## WHAT IS NEEDED
Search the records for the string "every", and show each line where it appears.

## DATA
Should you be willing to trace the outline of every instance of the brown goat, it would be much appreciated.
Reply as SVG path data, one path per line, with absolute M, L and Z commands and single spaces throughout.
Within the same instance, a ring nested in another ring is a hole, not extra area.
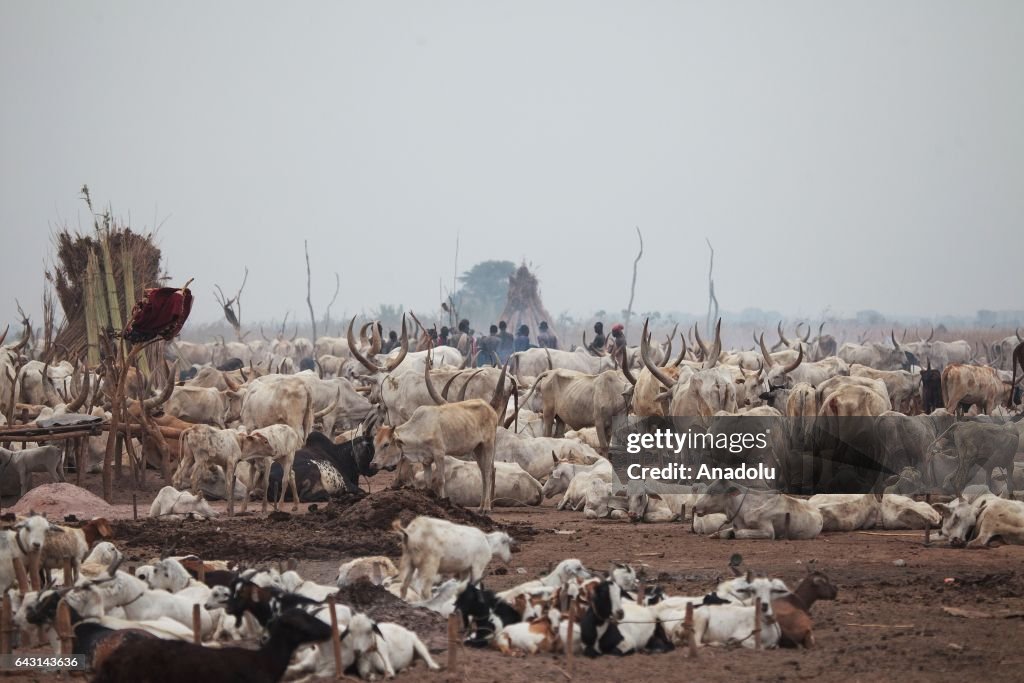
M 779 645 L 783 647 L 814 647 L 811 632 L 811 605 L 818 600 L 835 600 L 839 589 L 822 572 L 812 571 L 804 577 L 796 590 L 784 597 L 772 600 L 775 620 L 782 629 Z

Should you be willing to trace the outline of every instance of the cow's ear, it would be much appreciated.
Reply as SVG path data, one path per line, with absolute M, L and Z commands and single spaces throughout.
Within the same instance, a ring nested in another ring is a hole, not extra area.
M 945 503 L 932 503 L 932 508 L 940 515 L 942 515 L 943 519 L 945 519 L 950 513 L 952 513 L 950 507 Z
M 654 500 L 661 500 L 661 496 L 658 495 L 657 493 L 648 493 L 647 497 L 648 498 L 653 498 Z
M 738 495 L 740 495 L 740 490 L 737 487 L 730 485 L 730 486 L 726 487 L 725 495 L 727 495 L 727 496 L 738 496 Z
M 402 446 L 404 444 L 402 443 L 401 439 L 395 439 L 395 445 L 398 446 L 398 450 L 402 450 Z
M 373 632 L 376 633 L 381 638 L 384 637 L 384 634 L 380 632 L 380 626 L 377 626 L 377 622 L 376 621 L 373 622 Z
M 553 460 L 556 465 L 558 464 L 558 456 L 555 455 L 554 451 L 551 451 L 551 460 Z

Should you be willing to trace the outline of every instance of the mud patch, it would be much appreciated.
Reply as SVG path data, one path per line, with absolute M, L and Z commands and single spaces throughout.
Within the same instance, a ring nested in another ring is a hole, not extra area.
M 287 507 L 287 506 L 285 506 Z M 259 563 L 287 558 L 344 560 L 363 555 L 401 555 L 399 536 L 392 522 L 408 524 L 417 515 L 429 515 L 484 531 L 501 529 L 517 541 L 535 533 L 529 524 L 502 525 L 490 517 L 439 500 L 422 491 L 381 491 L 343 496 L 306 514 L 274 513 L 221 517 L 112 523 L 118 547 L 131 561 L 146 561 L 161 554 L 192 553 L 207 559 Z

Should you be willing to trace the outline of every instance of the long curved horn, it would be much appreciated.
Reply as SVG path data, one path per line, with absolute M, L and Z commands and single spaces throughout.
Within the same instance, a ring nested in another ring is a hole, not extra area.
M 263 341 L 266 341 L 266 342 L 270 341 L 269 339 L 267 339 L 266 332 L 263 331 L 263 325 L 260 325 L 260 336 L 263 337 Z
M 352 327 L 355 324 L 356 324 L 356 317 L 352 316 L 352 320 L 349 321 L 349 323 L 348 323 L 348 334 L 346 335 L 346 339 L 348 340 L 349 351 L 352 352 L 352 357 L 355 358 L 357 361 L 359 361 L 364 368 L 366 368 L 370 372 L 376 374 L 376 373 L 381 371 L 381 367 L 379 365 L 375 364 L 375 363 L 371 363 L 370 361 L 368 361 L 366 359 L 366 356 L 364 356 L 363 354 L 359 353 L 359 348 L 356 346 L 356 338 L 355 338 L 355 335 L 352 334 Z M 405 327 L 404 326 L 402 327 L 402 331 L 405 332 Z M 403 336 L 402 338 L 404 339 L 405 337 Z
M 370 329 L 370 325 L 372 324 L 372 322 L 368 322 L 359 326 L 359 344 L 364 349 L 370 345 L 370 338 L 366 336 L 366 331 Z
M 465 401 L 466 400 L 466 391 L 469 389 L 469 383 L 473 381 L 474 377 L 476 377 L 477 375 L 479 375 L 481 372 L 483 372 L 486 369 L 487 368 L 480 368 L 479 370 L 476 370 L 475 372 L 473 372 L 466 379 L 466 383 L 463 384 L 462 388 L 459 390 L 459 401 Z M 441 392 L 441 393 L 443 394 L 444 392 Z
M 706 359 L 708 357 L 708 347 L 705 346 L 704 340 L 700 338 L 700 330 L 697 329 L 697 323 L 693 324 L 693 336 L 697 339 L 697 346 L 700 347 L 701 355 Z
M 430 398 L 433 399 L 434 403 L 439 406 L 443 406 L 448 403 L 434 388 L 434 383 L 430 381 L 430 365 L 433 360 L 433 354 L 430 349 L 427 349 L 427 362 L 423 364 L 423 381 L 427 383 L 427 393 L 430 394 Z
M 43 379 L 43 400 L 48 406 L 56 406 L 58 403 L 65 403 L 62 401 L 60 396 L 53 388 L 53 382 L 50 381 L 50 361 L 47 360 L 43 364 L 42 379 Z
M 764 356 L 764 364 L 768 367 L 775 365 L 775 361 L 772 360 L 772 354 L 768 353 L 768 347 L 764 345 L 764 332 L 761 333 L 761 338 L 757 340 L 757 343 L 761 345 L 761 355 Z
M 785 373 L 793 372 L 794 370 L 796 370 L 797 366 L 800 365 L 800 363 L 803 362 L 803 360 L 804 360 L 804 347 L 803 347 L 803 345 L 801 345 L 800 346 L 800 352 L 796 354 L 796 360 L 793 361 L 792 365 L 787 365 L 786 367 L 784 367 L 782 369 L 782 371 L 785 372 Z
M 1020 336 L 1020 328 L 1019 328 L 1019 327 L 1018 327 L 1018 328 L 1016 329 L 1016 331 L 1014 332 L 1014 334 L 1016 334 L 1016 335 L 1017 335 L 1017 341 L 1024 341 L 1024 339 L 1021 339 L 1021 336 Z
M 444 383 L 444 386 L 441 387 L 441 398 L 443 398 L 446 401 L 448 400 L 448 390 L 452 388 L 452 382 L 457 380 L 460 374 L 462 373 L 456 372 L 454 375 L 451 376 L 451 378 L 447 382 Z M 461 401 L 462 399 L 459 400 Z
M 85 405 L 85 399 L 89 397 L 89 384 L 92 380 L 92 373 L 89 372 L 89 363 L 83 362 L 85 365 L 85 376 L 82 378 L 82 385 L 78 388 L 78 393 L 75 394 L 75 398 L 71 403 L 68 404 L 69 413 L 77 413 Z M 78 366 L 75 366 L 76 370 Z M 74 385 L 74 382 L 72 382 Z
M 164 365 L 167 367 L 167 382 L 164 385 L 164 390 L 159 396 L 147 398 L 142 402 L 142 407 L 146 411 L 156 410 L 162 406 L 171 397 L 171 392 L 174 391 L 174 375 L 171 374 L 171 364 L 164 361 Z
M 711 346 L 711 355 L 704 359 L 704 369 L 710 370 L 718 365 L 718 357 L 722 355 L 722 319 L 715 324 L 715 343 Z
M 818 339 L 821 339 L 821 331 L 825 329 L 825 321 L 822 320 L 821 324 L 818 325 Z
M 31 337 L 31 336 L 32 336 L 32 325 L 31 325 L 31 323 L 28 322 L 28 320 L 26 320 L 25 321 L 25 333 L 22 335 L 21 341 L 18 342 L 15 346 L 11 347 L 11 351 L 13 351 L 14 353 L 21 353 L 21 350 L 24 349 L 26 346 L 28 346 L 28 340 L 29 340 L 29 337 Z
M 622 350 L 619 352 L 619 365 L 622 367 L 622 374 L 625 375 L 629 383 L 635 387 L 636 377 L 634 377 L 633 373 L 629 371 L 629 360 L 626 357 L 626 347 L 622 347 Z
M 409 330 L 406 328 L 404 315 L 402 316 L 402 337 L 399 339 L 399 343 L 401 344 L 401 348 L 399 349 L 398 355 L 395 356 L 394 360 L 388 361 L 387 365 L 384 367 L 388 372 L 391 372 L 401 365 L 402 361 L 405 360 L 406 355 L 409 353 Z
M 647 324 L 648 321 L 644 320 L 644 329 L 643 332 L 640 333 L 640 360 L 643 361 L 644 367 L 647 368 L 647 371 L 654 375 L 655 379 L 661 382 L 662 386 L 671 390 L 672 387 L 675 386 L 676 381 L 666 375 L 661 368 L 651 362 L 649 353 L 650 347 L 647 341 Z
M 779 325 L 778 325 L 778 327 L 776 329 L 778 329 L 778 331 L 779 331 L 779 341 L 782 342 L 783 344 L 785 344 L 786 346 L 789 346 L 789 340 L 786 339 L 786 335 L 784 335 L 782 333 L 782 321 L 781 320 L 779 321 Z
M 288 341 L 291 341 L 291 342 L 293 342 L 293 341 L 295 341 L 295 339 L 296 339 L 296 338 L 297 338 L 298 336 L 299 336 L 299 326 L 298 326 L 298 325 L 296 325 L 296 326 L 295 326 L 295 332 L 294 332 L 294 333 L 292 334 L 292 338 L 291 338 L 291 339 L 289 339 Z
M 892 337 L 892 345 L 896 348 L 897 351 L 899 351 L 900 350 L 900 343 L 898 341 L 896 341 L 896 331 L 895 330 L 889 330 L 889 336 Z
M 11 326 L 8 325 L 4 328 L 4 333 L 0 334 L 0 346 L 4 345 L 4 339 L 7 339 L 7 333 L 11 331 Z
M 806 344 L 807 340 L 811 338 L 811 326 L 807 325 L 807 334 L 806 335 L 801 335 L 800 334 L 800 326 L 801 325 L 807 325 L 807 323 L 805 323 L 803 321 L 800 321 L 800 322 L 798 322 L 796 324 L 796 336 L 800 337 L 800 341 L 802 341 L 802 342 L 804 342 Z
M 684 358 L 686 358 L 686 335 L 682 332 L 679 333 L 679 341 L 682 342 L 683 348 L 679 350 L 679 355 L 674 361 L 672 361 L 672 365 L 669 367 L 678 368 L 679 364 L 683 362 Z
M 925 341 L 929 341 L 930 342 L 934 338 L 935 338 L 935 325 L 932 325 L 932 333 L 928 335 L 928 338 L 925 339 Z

## EXPECTED ANSWER
Should you be willing to trace the outline of every instance of the brown goat, it would be much appreciated.
Should you be willing to trace the outline of every instance of the cow's ear, it would be much appreciated.
Should you be willing to trace the outline of every instance of the mud patch, it would be much appreciated.
Should you be willing to trace the outline of every instance of the long curved horn, it would be much appreciated.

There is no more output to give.